_Goal of the exercise:_ Look for "region" in each line of the records, and copy the lines that have it.

_Given data:_
+ + + + + + +

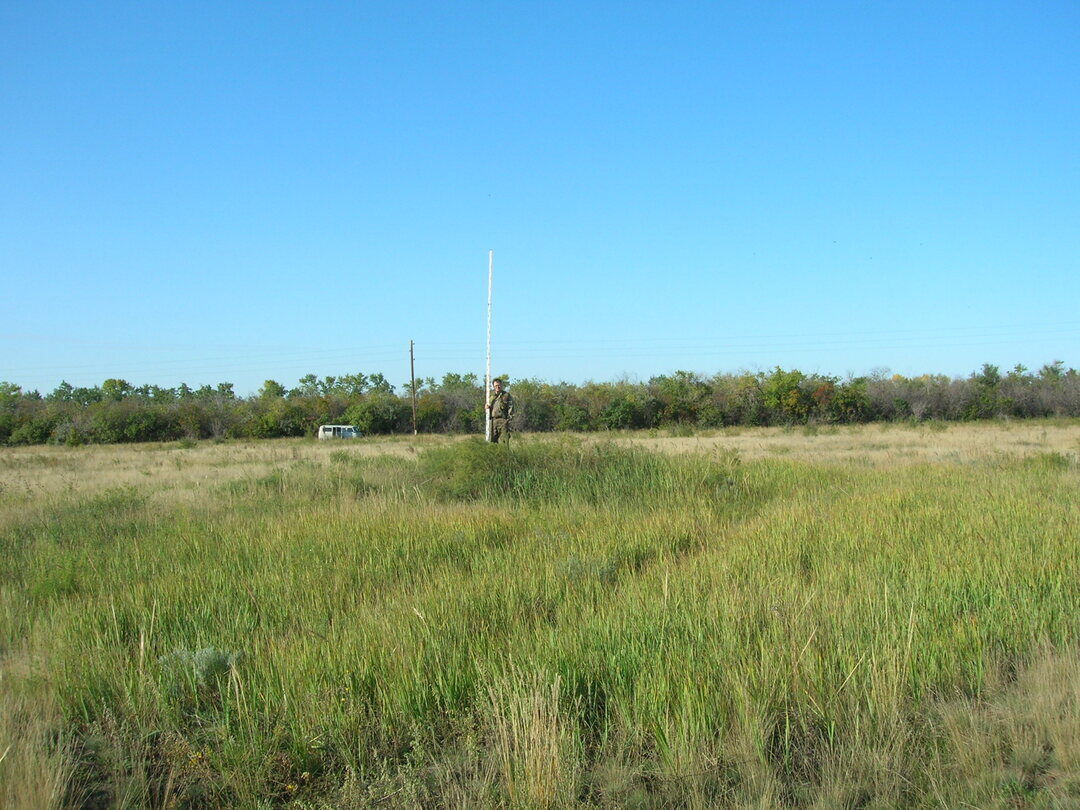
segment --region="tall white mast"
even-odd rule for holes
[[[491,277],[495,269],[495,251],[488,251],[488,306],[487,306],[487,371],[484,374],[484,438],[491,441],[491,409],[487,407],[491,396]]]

+ + + + + + +

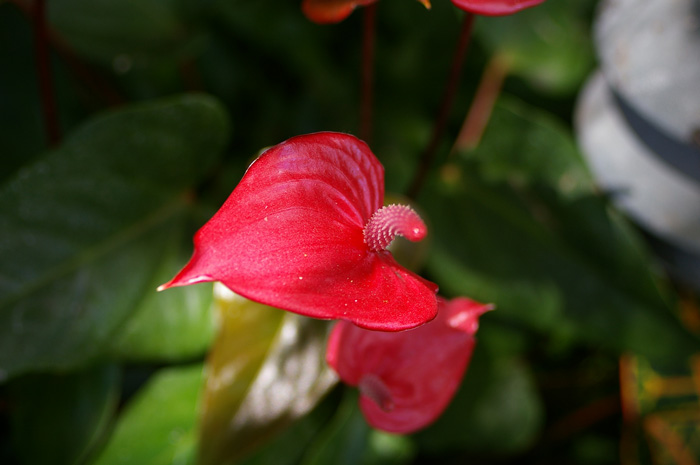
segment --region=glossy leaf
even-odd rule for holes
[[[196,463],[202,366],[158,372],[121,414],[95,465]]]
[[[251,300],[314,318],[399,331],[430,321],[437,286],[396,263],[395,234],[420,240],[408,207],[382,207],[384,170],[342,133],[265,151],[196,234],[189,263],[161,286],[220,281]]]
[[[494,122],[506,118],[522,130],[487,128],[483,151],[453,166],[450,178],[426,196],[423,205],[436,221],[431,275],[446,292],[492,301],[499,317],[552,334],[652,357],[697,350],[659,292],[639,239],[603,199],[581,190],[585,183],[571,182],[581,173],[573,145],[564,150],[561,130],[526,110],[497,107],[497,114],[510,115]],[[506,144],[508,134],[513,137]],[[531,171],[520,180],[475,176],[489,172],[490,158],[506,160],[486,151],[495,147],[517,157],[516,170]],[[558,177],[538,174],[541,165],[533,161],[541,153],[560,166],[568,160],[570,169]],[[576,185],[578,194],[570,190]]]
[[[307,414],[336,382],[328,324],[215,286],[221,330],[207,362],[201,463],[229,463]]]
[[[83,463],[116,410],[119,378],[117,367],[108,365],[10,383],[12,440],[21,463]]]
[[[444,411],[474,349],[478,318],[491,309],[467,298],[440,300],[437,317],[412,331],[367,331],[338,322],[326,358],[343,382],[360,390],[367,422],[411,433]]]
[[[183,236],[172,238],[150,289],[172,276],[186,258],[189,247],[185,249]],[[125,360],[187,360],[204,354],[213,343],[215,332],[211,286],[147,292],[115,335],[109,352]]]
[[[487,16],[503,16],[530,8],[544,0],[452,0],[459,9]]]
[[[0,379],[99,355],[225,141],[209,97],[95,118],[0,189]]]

+ + + + + + +

_Task result:_
segment --region="tall white mast"
segment --region=glossy leaf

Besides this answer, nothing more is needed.